Text passage -
Thursday, June 6, 2013

Harvard Square - 1967

Let me tell you about Harvard Square, the Harvard Square that was.
The Men of Harvard Square.

First there were the men of that spring and Summer of 1967. I don't remember all of it, the names of all the men. There was David and J.R. There was the guy who sold marijuana to the kids at Holyoke Center; there was the guy I met at the Cinemateque in Boston and we pretended we were in our own private Andy Warhol movie.

There was Vernon. Vernon was a tall man, lanky, maybe he had a beard. He was married to a woman who was bent at the middle; half her body went to the side, as if she had no waist, just a hinge. And not much of a torso between her hips and her head, long hair hanging down. I don't remember her name. I don't remember how I met them.

[Dataset records]

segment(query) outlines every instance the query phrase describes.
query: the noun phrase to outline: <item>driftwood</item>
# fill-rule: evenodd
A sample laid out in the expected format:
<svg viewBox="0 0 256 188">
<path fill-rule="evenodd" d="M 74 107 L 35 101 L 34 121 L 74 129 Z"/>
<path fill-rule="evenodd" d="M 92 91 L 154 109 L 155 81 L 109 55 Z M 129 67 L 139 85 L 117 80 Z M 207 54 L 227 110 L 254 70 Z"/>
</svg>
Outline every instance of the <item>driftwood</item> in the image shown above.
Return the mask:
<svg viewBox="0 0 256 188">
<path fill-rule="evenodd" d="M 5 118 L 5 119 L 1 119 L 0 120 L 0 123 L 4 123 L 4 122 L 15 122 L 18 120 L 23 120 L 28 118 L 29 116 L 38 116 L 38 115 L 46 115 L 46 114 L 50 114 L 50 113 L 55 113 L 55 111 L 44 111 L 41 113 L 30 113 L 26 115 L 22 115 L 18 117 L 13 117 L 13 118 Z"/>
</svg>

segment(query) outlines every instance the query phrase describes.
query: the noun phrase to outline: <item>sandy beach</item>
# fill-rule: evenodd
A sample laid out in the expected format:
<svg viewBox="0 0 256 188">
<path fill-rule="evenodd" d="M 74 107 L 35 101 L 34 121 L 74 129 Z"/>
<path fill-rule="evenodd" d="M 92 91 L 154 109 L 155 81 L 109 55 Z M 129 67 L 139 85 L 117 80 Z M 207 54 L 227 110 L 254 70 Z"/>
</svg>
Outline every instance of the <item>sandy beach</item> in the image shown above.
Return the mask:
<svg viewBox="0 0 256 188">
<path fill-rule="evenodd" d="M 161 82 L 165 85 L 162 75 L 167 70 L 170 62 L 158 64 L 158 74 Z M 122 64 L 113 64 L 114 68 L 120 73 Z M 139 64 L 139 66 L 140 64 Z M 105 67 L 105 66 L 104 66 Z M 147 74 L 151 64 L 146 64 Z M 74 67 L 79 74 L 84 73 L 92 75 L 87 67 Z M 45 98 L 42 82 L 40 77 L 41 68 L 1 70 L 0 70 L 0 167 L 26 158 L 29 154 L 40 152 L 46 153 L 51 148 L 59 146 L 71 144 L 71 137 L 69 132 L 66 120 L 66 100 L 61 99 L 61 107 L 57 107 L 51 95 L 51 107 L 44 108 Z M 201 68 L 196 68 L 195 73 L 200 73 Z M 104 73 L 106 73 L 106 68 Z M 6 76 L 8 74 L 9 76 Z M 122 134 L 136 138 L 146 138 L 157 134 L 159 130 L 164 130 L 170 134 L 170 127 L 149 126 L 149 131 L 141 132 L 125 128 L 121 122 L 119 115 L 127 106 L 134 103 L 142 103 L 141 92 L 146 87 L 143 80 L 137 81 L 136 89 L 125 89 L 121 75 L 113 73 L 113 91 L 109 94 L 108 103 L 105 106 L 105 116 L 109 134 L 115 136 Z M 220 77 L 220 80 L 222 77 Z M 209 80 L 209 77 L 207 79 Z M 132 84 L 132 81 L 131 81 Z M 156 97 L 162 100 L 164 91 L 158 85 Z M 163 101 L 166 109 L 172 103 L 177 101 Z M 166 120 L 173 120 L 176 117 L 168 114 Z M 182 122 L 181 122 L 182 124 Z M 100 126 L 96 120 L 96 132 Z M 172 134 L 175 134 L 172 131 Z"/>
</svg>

What you need to do -
a. Print the Harvard Square passage between "Harvard Square - 1967" and "I met them.", inclusive.
b. Summarize the Harvard Square passage in two sentences.
c. Pick up the Harvard Square memoir after its final sentence and keep writing.
These lines were drawn from a separate source.

Written answers -
a.
Harvard Square - 1967

Let me tell you about Harvard Square, the Harvard Square that was.
The Men of Harvard Square.

First there were the men of that spring and Summer of 1967. I don't remember all of it, the names of all the men. There was David and J.R. There was the guy who sold marijuana to the kids at Holyoke Center; there was the guy I met at the Cinemateque in Boston and we pretended we were in our own private Andy Warhol movie.

There was Vernon. Vernon was a tall man, lanky, maybe he had a beard. He was married to a woman who was bent at the middle; half her body went to the side, as if she had no waist, just a hinge. And not much of a torso between her hips and her head, long hair hanging down. I don't remember her name. I don't remember how I met them.

b. The text recalls the men of Harvard Square in the spring and summer of 1967, though the narrator no longer remembers all of their names. They included David, J.R., a man who sold marijuana to kids at Holyoke Center, and Vernon, a tall, lanky man married to a woman bent at the middle whose name the narrator has forgotten.

c.
The funny thing about all these people I met, spent time with, in Harvard Square, in their apartments, on the streets, down by the river, smoking dope down by the river, in the park, the funny thing none of them knew each other. I even went back and asked (via Facebook, how else?) the ones i could find, David and J.R. if they had known each other then. They had not, or if they did, they did not remember either.

David was a bear of a man, who lived in a spacious airy Harvard Square apartment with his mom and Dad.  And his mom was Maggie of Maggie and the Beautiful Machine - an exercise program on public tv. She was gorgeous and fit; she was friends with the likes of the Chambers Brothers, and when they were in town, playing the Club 47, she held before and after parties in the spacious Harvard Square digs.

David's father was an M.I.T. professor; also a big bear of a man.  Maggie did her own thing, and I could not imagine anyone in the circles I had left behind, Methuen, the church, the Greeks, having a mother anything like her.

J.R. was small. His father was said to have been a colleague of Timothy Leary at Harvard working on L.S.D.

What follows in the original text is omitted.